The power to “order otherwise” confers upon the Court an unfettered discretion. But it is a discretion which, if exercised, is exercised to displace what will otherwise be the required effect of [the relevant rule], which is that the defendant pay the whole of the plaintiff’s costs of action as between solicitor and client. In other words, it will be proper for the court to order otherwise only if, in the exercise of that wide discretion, there is good reason to order that the rule is not to have its usual effect. In considering whether there is good reason to so order, it is necessary to bear in mind the manner in which the rule operates, and the context in which it operates.[10]
[6]Bensons’ Submission on Costs, 16 August 2019 [8] citing Nakos v Serdaris [2016] VSC 179 [17]–[18].
[7]Simply Irresistible (n 4).
[8]Granitgard Pty Ltd v Termicide Pest Control Pty Ltd (No 6) [2010] FCA 381 [18].
[9]GE Dal Pont, Law of Costs (LexisNexis Butterworths, 4th ed, 2018) 403 [13.33] citing Shaw v Jarldorn (1999) 76 SASR 28, 29 (Doyle CJ).
[10]Forge v Rewers (No 2) [2017] ACTSC 273 [29] (Mossop J).
I will deal with each of Bensons’ alleged special circumstances in turn.
Change in circumstances or change in case after offer made
Bensons submits firstly that where, after making an offer of compromise, a party makes amendments which expand the factual and legal issues that materially contribute to the findings of the court, the court may ‘otherwise order’ under r 26.08(2), because the issues and evidence could not be taken into account when the offeree considered the offer. In support of this contention, Bensons cites the decision of Simply Irresistible Pty Ltd v Couper (‘Simply Irresistible’).[11]
[11]Simply Irresistible (n 4).

Supplied information:
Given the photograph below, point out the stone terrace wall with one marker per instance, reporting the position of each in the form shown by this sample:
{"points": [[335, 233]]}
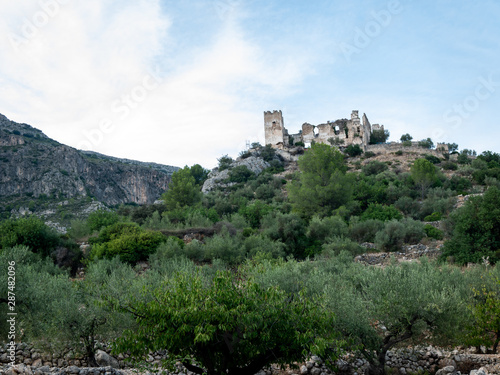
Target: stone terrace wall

Required tasks:
1 - Reproduce the part of the costs judgment between "[7]Simply Irresistible (n" and "circumstances in turn.", inclusive.
2 - Continue the costs judgment from its last sentence.

Outputs for the tasks:
1 -
[7]Simply Irresistible (n 4).
[8]Granitgard Pty Ltd v Termicide Pest Control Pty Ltd (No 6) [2010] FCA 381 [18].
[9]GE Dal Pont, Law of Costs (LexisNexis Butterworths, 4th ed, 2018) 403 [13.33] citing Shaw v Jarldorn (1999) 76 SASR 28, 29 (Doyle CJ).
[10]Forge v Rewers (No 2) [2017] ACTSC 273 [29] (Mossop J).
I will deal with each of Bensons’ alleged special circumstances in turn.

2 -
In that case, the plaintiff established its cause of action in contract but failed to establish any loss, and was accordingly awarded nominal damages of $1. The defendants, who had made an offer of compromise for the amount of $10,000 which was not accepted by the plaintiff, sought their costs on an indemnity basis. The plaintiff resisted the making of an order in accordance with r 26.08(3),[12] on the basis that there were special circumstances.
[12]Which concerns offers of compromise made by a defendant.
Kyrou J agreed that significant amendments proposed and subsequently made by the defendants to their defence after the offer of compromise expired constituted special circumstances such that a departure from the usual order was justified:
[13] The amendments to the defence expanded the evidence upon which [the defendants] relied in relation to the issues of causation, failure to mitigate loss and contributory negligence. …
…
[15] The factual and legal issues that were added to the proceeding by virtue of the amendments to the defence materially contributed to the findings of the Court in relation to causation.
[16] The fact that the amendments were made after the expiration of the offer of compromise meant that [the plaintiff] could not take them into account when it was considering the offer of compromise and that it could not assess their possible impact on the outcome of the proceeding. In my opinion it would be unfair for [the plaintiff] to pay to [the defendants] the additional costs that were incurred as a consequence of the amendments. Accordingly, the amendments and their timing constitute special circumstances warranting departure from the order set out in r 26.08(3) of the Rules.[13]
[13]Simply Irresistible (n 4) [13], [15]–[16].
Bensons submits these statements of Kyrou J are apposite to this matter. After the offer was made on 10 October 2017, KIA filed a Third Further Amended Statement of Claim on 17 April 2018.[14] Bensons claims that this had the effect of ‘dramatically altering’ KIA’s case,[15] by, for the first time, making allegations about:
[14]It appears no Second Further Amended Statement of Claim was ever filed.
[15]Transcript of Proceedings (19 August 2019) 36.1-3.
(a) breaches of clause 2.3(e) of the DMA;
(b) mitigation of loss, including KIA’s claim for substantial damages on account of mitigation costs; and
(c) the claim for $100,000 loss of deposits.[16]
[16]Bensons’ Submissions on Costs, 16 August 2019 [5]. See also Transcript of Proceedings (19 August 2019) 36.20-37.11, 52.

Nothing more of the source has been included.